* BEGIN *

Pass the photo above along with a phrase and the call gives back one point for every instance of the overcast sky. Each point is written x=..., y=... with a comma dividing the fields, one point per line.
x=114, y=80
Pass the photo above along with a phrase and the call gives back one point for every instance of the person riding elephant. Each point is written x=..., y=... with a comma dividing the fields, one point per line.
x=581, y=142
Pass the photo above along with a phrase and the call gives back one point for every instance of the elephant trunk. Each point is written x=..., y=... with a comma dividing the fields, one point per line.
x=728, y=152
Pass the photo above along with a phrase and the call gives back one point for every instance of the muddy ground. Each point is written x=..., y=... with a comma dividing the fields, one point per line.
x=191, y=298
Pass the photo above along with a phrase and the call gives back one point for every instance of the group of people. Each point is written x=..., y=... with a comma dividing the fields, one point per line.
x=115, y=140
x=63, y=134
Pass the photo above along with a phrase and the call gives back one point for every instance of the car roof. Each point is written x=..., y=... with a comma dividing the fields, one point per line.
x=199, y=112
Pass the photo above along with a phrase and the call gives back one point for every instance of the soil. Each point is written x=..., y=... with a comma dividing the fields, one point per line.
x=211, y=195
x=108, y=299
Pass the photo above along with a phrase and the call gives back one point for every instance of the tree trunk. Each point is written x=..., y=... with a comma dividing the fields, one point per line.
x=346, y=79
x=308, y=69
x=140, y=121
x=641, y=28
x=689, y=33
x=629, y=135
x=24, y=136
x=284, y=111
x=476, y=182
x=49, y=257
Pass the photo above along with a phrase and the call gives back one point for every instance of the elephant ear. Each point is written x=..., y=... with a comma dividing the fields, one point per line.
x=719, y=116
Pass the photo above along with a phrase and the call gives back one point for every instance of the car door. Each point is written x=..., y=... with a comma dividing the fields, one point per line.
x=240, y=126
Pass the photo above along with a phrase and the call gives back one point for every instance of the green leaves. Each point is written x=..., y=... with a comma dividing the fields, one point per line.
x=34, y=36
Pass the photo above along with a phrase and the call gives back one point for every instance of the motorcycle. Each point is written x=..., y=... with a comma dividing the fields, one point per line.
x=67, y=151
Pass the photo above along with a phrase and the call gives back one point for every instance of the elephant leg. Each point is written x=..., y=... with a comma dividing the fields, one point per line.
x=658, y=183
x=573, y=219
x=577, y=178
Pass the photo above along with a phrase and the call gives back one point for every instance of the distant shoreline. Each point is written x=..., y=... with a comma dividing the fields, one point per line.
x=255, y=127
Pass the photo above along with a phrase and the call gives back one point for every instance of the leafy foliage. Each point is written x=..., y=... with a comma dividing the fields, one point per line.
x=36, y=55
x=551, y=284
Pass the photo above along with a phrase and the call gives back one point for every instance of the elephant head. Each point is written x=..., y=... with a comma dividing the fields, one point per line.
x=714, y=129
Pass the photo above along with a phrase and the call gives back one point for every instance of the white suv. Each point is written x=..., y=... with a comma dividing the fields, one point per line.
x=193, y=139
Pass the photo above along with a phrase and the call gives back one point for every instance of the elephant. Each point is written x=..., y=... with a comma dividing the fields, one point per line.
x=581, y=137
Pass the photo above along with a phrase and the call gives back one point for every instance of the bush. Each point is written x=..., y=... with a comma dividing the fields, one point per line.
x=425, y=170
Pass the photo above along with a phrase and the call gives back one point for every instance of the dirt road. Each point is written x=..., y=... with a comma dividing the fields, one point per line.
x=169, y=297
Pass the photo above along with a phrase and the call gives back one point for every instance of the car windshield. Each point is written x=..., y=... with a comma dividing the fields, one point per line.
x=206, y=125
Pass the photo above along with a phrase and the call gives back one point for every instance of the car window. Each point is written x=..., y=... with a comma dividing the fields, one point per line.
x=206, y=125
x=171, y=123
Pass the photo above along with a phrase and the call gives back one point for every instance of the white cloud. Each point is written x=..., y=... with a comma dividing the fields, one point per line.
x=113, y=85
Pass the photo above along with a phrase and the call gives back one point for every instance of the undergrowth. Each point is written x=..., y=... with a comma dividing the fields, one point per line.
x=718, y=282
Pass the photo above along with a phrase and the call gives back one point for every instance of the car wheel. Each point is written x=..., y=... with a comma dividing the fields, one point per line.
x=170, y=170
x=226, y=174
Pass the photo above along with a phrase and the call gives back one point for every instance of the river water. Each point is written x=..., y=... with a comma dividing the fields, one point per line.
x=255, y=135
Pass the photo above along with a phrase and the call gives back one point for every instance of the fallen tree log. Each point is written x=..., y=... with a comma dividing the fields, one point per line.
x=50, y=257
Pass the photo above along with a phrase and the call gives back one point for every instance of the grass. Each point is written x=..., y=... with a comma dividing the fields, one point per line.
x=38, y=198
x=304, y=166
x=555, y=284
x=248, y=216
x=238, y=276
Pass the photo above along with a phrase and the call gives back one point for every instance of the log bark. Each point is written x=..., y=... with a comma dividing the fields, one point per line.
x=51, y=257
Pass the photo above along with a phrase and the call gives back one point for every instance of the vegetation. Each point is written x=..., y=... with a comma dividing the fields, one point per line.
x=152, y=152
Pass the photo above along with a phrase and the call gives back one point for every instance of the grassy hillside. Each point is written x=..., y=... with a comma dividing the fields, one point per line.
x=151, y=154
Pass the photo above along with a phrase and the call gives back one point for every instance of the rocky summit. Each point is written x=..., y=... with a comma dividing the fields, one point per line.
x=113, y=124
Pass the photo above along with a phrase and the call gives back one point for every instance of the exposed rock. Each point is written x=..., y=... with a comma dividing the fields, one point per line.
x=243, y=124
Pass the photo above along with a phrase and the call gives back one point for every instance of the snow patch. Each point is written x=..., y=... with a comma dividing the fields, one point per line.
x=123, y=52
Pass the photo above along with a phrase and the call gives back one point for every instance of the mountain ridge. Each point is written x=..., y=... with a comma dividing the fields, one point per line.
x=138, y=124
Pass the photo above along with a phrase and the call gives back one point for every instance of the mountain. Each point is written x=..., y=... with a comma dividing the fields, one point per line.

* END *

Please restate the data word for word, every record included.

THE SOLUTION.
Pass the photo above along with a phrase and the call gives back one point for every instance of the overcast sky. Each point is written x=..., y=... with a comma dividing the fields, one point per line.
x=114, y=80
Pass the photo above along with a phrase and the call gives back one point for every instance of the person riding elephant. Each point is written x=..., y=... with a comma dividing the fields, one point per line.
x=581, y=142
Pass the photo above along with a phrase and the call gives back one point for every instance of the elephant trunk. Each point is written x=..., y=... with a comma dividing the fields, one point per line.
x=728, y=152
Pass the photo above along with a phrase and the call gives back one point for every instance of the muddy ground. Each point is written x=..., y=... with a comma dividing the fields, one point per line.
x=191, y=298
Pass the photo above along with a phrase and the call gives back one point for every instance of the group of people. Each point is written x=..., y=... with a comma dividing the fields, one point per line.
x=115, y=140
x=63, y=134
Pass the photo above along with a phrase and the call gives back one point for every instance of the car roof. Each point is written x=..., y=... with a comma dividing the fields, one point per line.
x=199, y=112
Pass the photo above along with a phrase and the call gives back one point for every instance of the soil. Each point is written x=..., y=... with a comma dividing the fields, one point per line.
x=211, y=195
x=108, y=299
Pass the photo above along with a phrase and the call gives back one point for every instance of the tree trunk. Each point is written x=..., y=... with a comma dividing the fields, one point per line.
x=346, y=79
x=308, y=69
x=140, y=121
x=641, y=28
x=689, y=33
x=629, y=135
x=24, y=136
x=284, y=111
x=476, y=182
x=49, y=257
Pass the photo above along with a phrase and the call gives back one point for every instance of the elephant ear. Each point is written x=..., y=... with a comma dividing the fields, one point per line.
x=719, y=116
Pass the photo above along with a phrase and the call gives back one point for every instance of the car door. Each point is written x=..., y=... with a comma dividing the fields, one point per line.
x=240, y=126
Pass the photo above along with a phrase and the call gives back one point for every instance of the green leaves. Each point is written x=..., y=... with a comma dividing the fields, one point per line.
x=34, y=36
Pass the photo above along with a phrase and the call gives back one point for every instance of the motorcycle. Each point is written x=..., y=... with a comma dividing the fields, one point per line.
x=67, y=151
Pass the photo above along with a phrase and the call gives back one point for every instance of the elephant leg. Each point is written x=..., y=... with a comma dividing the fields, one point per line.
x=658, y=183
x=573, y=219
x=577, y=178
Pass the photo above along with a phrase and the call gives back one point for every instance of the distant shoreline. Each point is written x=..., y=... with a comma dividing the fields, one point per line.
x=255, y=127
Pass the photo above along with a phrase and the call gives back one point for every instance of the leafy foliage. Each point is written x=..., y=... with a comma dividing the fields, one point per line.
x=36, y=55
x=551, y=284
Pass the photo above along with a phrase and the call gives back one point for every instance of the elephant head. Each point is written x=..., y=... with a comma dividing the fields, one point per line.
x=714, y=129
Pass the photo above along with a phrase and the call gives back one point for every instance of the white suv. Each point is written x=..., y=... with a comma dividing the fields, one point per line.
x=193, y=139
Pass the photo above along with a phrase and the call gives back one point for every instance of the elephant. Each point is written x=..., y=... with a comma dividing the fields, one point per line.
x=581, y=137
Pass the photo above along with a phrase and the call gives back one point for every instance of the bush. Each point is written x=..., y=... with a comma dividing the fields, one point per line.
x=425, y=170
Pass the photo above along with a phrase and the call gives back one point for every instance of the dirt road. Each point is written x=..., y=... with a comma dividing the fields, one point per line.
x=169, y=297
Pass the photo above along with a phrase and the call gives back one point for every instance of the car windshield. Each point is written x=..., y=... with a comma dividing the fields, one point per line.
x=206, y=125
Pass the photo above along with a phrase and the call gives back one point for every instance of the car window. Each point is written x=..., y=... with a comma dividing the fields, one point per line.
x=206, y=125
x=171, y=123
Pass the photo above along with a phrase and the call gives back one point for every instance of the white cloud. Each point is written x=..., y=... with a comma dividing the fields, one point per line.
x=113, y=85
Pass the photo above along with a phrase and the call gives back one point for every instance of the undergrowth. Each point is written x=..., y=... with a comma dividing the fields, one point per line.
x=718, y=282
Pass the photo above along with a phrase and the call gives back one point for every instance of the car wheel. Each point is written x=..., y=... with a comma dividing the fields, one point per line.
x=170, y=170
x=226, y=174
Pass the photo above along with a phrase and the call gives back one point for every instance of the river water. Each point is written x=..., y=... with a comma dividing the fields, one point per line.
x=255, y=135
Pass the photo above along with a phrase and the call gives back one point for every instance of the fallen tree log. Each point is written x=..., y=... with a comma dividing the fields, one point per line.
x=50, y=257
Pass the photo above along with a phrase and the call gives back one point for every instance of the grass. Each point is written x=..., y=... with a comma dividing the fields, one point per line.
x=38, y=198
x=304, y=166
x=555, y=284
x=248, y=216
x=238, y=276
Pass the photo above along with a phrase and the call gives back one point for every instance of the log bark. Each point is written x=..., y=... with a comma dividing the fields, one point per line.
x=51, y=257
Pass the photo above along with a phrase and the call gives back one point for every instance of the vegetation. Each point is written x=..., y=... with a comma dividing the fields, one point per line.
x=152, y=152
Pass the photo above along with a phrase and the call gives back one point for every instance of the grassy hillside. Each point is written x=..., y=... with a comma dividing the fields, one point per line.
x=151, y=154
Pass the photo above along with a phrase and the call gives back one point for every instance of the rocky summit. Each point is written x=..., y=... with a comma dividing the fields, one point per line.
x=113, y=124
Pass the photo above along with a phrase and the call gives back one point for every instance of the exposed rock. Each point is written x=..., y=... with a comma dividing the fields, one point per line.
x=243, y=124
Pass the photo above along with a phrase and the call gives back one point for every instance of the snow patch. Each point is written x=..., y=... with a comma dividing the fields, one point per line.
x=123, y=52
Pass the photo above along with a phrase and the call gives back one point for every instance of the mountain ridge. Each point is written x=..., y=... with a comma dividing the fields, one point per line.
x=138, y=124
Pass the photo above along with a phrase and the call gives back one point for every instance of the mountain. Each point is written x=..., y=... with a comma dividing the fields, one point per line.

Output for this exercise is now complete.